### WORK ORDER
Copy the data that appears below exactly. Drop the pictures.

----- RECORDED INFORMATION

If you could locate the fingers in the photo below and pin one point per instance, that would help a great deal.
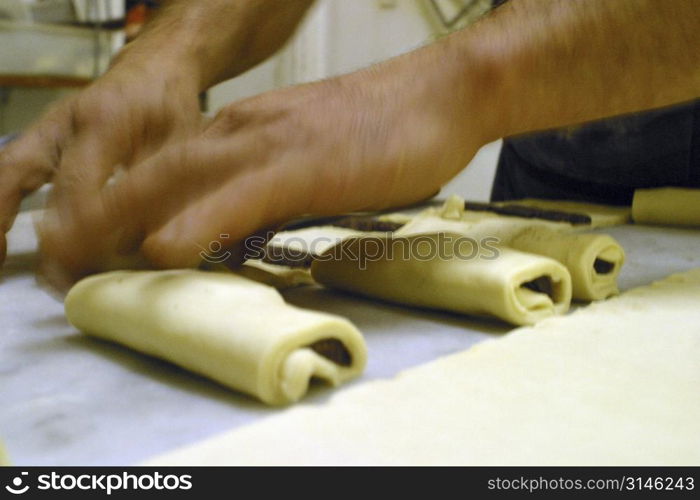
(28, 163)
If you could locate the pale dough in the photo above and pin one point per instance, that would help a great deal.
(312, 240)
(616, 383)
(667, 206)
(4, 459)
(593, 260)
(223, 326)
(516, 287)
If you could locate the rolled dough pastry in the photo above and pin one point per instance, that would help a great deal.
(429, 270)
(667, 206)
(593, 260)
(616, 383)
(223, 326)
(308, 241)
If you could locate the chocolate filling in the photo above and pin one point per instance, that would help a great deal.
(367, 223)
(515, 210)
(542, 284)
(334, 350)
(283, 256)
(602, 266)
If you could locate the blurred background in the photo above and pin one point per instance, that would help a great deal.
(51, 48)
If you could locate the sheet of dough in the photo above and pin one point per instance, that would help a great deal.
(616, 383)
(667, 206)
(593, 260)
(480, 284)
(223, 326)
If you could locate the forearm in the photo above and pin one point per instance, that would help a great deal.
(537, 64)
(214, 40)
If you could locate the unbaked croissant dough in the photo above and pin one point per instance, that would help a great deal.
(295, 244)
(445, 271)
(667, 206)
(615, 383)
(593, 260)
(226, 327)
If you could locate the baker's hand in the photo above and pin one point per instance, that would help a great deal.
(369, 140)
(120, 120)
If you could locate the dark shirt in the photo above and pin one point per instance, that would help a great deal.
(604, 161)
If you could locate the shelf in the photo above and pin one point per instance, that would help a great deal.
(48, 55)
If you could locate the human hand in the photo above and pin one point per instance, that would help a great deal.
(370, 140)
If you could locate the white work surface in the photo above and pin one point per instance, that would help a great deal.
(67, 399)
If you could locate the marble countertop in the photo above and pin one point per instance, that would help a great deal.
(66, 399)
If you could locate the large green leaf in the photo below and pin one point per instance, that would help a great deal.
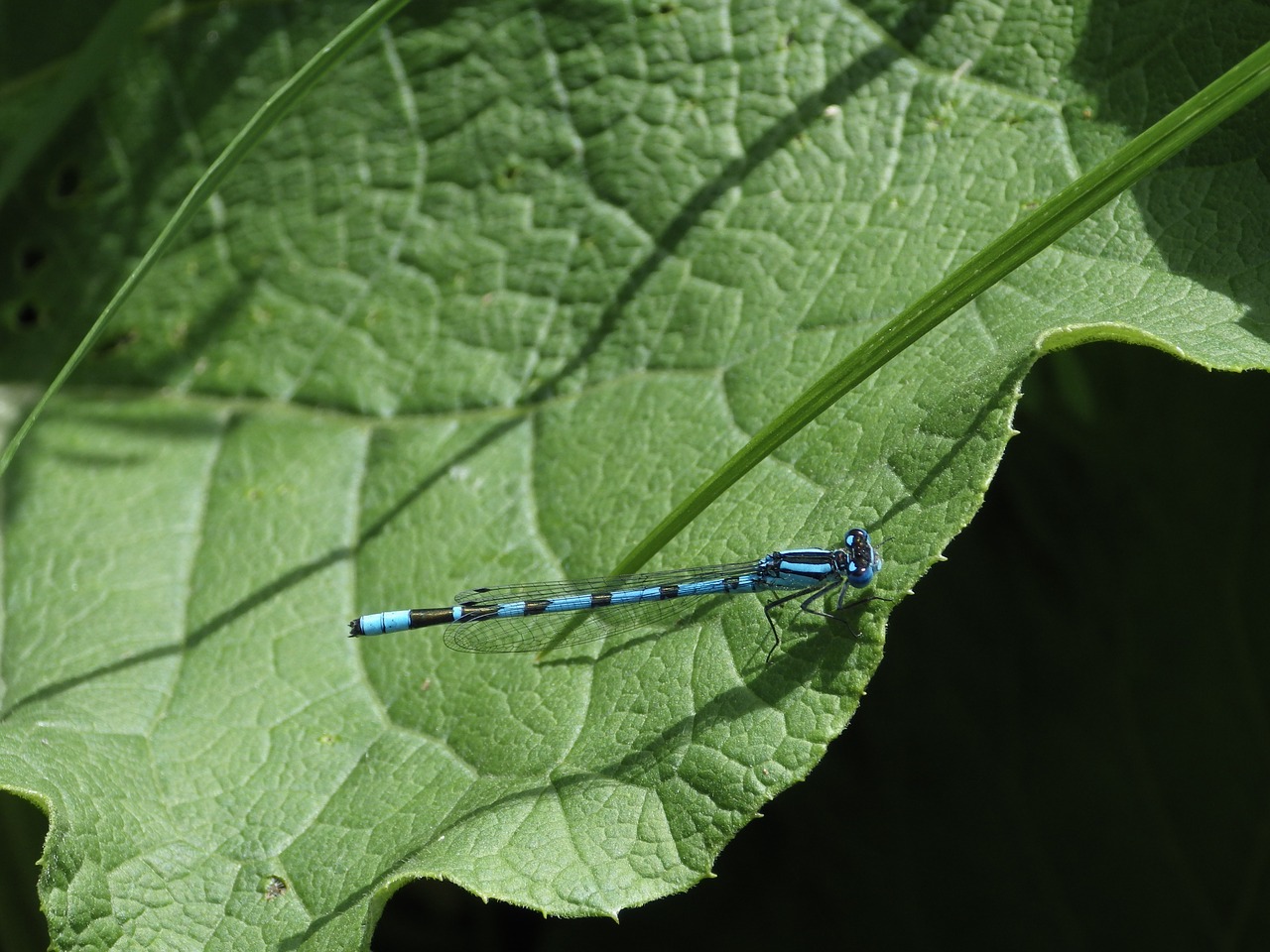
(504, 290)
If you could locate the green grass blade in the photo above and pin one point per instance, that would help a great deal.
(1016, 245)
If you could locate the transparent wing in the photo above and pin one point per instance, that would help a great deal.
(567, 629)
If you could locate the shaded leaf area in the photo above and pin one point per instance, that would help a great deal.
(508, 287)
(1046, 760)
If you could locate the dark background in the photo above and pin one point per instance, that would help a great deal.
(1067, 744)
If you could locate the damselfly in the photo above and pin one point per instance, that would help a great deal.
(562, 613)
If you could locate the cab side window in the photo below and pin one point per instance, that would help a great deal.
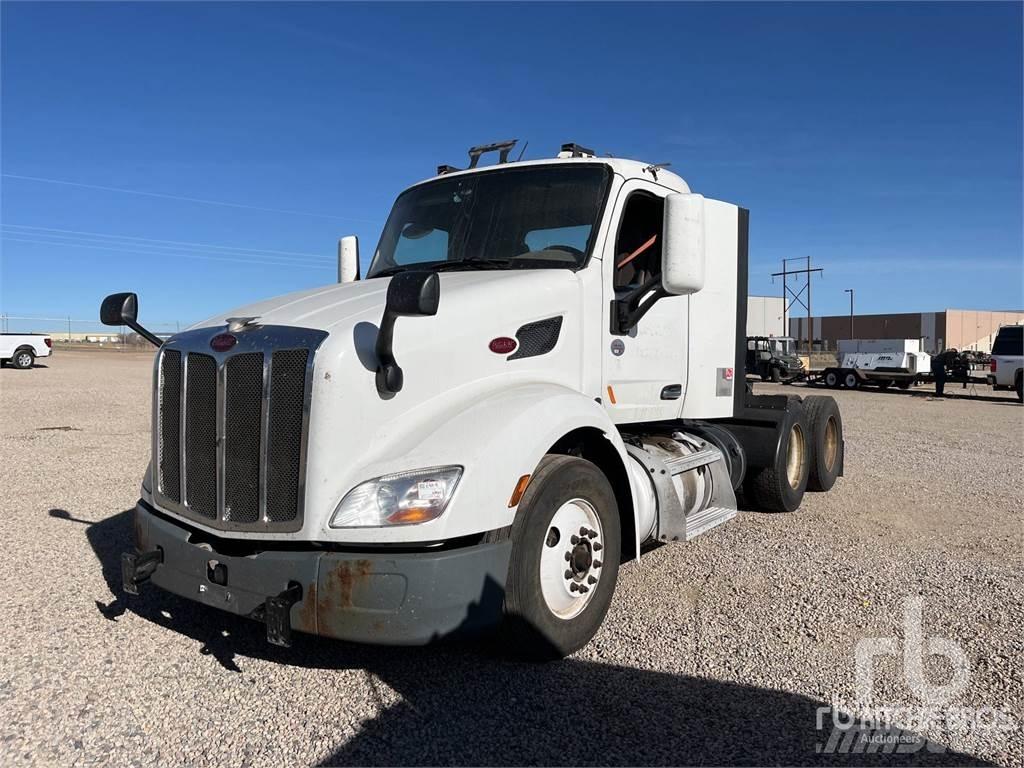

----------

### YOUR RESPONSE
If you could locate the fingers in the photo below and pin one point per instance, that would help a great deal.
(28, 163)
If you could locate the pale dough in the photo above and pin one point per instance, that would help a great deal.
(312, 240)
(616, 383)
(667, 206)
(4, 459)
(593, 260)
(223, 326)
(516, 287)
If you could locate the rolled dough pastry in the photo above and pin one point per instance, that would help a great deal.
(429, 270)
(667, 206)
(593, 260)
(616, 383)
(223, 326)
(308, 241)
If you could locate the chocolate filling in the photo above and pin one point per instance, that would help a great deal.
(367, 223)
(515, 210)
(542, 284)
(334, 350)
(283, 256)
(602, 266)
If you could locate the blurred background in the photo above and pin one point per instance, that would help a great deal.
(51, 48)
If you could locate the sheet of dough in the photo above and pin one point per instance, that would help a great deal.
(616, 383)
(667, 206)
(593, 260)
(480, 284)
(223, 326)
If you could locate the forearm in the photo above and pin one point per instance, that would help a great deal.
(537, 64)
(214, 40)
If you could locate the unbaked croissant dough in the photo above and pin one point per instance, that would help a great deal.
(295, 244)
(445, 271)
(667, 206)
(615, 383)
(593, 260)
(226, 327)
If you could locate the baker's hand in the photo above and pin one point per instance, that would help a great deal.
(369, 140)
(120, 120)
If you could locate the dark shirt in the photo above and pin one point per instance, that would help a great deal.
(604, 161)
If you could locate the shelf in the photo above and pin one point per instance, that would help a great deal.
(48, 55)
If you could locate the human hand in the photo above and pin one point per instance, that would help a great deal.
(370, 140)
If you could locate the white work surface in the photo above and pin one point per instance, that would help a great deal.
(67, 399)
If you could locate the marble countertop in the photo above and pin one point per instance, that would help a great deal.
(66, 399)
If you could locate the large green leaf in the photo below and pin one point per instance, that would help a great deal.
(504, 290)
If you could locate the green grass blade in the photo above and pin one point per instance, that would help a great deal.
(1016, 245)
If you could locate the transparent wing in the photo above and pin one point per instance, that would help a great deal.
(567, 629)
If you could locate the shaded leaf area in the photo above and pin one point per instance, that would help a great deal.
(508, 287)
(1046, 760)
If you could locate the dark background in the photo above and pin one point per instance, that would help a great deal.
(1067, 744)
If you could locate the damselfly in the photo above and pin one point per instance, that would help a great deal.
(562, 613)
If you could locate the cab side window in the photo below and pin one point per instance, that would help a great deal.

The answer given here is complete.